Document section:

--- Begin ---

Analysis: Moses at the Red Sea

Now that the election is over, Kahlon's faces defining moment.

kahlon (photo credit: Courtesy)
kahlon
(photo credit: Courtesy)
Having concocted an election no voter expected and only few welcomed, the two major parties approach the 20th Knesset limping, bruised, and disoriented.
Political eulogies of Prime Minister Benjamin Netanyahu proved premature, but he still has to regret having called this early election, which leaves him considerably weaker.
Netanyahu failed to attract any of the votes he expected to snatch from Yesh Atid, managing instead only to pull votes from other parties within the right-wing bloc.
Moreover, Netanyahu’s original hope – to marginalize the political Center by catching it off guard – has been dashed. Not only did Lapid survive this contest as a force to reckon with, but the Center, like a hydra, has grown another head, in the form of Moshe Kahlon.

--- End ---

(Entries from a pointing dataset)
--- Begin ---

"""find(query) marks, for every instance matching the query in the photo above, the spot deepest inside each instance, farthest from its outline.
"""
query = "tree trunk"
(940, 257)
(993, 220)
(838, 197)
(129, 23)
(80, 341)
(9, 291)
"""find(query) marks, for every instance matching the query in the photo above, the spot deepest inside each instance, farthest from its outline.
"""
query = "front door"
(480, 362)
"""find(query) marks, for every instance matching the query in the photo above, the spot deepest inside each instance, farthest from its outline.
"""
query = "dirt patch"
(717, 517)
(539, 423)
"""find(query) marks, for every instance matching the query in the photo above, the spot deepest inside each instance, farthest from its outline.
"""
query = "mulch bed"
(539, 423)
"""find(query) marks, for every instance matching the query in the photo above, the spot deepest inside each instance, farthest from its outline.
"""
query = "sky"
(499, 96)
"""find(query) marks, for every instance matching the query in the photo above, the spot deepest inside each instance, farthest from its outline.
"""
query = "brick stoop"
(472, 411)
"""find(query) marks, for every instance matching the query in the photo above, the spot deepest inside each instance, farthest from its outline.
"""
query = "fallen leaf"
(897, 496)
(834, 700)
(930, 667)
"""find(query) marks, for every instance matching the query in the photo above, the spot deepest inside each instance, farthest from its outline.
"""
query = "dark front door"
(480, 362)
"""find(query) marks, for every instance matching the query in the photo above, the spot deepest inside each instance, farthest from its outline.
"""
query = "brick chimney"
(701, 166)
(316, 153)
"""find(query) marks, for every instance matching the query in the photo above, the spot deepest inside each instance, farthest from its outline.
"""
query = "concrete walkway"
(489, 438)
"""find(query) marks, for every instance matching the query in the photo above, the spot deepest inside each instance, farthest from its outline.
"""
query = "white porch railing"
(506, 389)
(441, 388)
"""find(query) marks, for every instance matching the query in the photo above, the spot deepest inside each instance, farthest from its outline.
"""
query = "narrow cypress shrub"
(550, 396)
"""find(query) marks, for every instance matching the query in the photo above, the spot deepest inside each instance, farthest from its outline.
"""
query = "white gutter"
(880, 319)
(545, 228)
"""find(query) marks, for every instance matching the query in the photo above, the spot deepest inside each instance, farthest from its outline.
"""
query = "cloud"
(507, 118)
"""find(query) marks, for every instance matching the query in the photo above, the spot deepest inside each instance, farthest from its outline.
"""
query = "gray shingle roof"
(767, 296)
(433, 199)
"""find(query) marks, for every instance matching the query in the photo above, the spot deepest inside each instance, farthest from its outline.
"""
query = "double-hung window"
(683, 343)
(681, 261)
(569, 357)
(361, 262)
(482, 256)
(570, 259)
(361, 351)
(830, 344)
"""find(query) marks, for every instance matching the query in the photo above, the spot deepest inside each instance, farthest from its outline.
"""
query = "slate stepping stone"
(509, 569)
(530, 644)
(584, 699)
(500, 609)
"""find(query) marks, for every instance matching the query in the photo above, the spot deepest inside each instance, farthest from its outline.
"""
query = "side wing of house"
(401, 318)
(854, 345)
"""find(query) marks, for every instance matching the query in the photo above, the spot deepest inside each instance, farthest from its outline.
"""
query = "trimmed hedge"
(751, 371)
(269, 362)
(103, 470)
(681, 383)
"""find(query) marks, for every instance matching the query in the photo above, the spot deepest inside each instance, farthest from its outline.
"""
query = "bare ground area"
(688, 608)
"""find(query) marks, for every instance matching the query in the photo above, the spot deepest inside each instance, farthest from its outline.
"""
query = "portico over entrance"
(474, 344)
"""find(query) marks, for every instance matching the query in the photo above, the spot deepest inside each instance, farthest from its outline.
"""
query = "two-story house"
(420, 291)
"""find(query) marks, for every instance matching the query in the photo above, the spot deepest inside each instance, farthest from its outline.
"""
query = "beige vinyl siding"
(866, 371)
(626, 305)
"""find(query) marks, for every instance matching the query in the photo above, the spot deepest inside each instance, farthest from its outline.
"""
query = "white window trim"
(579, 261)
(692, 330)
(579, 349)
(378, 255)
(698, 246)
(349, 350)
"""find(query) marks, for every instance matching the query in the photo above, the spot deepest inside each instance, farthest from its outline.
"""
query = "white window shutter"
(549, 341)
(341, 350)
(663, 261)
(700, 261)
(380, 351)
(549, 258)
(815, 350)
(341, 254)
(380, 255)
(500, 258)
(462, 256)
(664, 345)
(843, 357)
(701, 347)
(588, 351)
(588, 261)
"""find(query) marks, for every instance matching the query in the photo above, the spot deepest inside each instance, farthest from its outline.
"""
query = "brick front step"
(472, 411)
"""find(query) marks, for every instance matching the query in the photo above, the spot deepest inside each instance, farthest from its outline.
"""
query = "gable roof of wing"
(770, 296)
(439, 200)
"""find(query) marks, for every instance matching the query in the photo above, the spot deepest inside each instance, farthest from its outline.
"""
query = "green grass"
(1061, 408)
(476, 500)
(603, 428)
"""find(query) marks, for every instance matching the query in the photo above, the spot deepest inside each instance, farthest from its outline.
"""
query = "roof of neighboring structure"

--- End ---

Return the complete election analysis above, word for word and unchanged.

Analysis: Moses at the Red Sea

Now that the election is over, Kahlon's faces defining moment.

kahlon (photo credit: Courtesy)
kahlon
(photo credit: Courtesy)
Having concocted an election no voter expected and only few welcomed, the two major parties approach the 20th Knesset limping, bruised, and disoriented.
Political eulogies of Prime Minister Benjamin Netanyahu proved premature, but he still has to regret having called this early election, which leaves him considerably weaker.
Netanyahu failed to attract any of the votes he expected to snatch from Yesh Atid, managing instead only to pull votes from other parties within the right-wing bloc.
Moreover, Netanyahu’s original hope – to marginalize the political Center by catching it off guard – has been dashed. Not only did Lapid survive this contest as a force to reckon with, but the Center, like a hydra, has grown another head, in the form of Moshe Kahlon.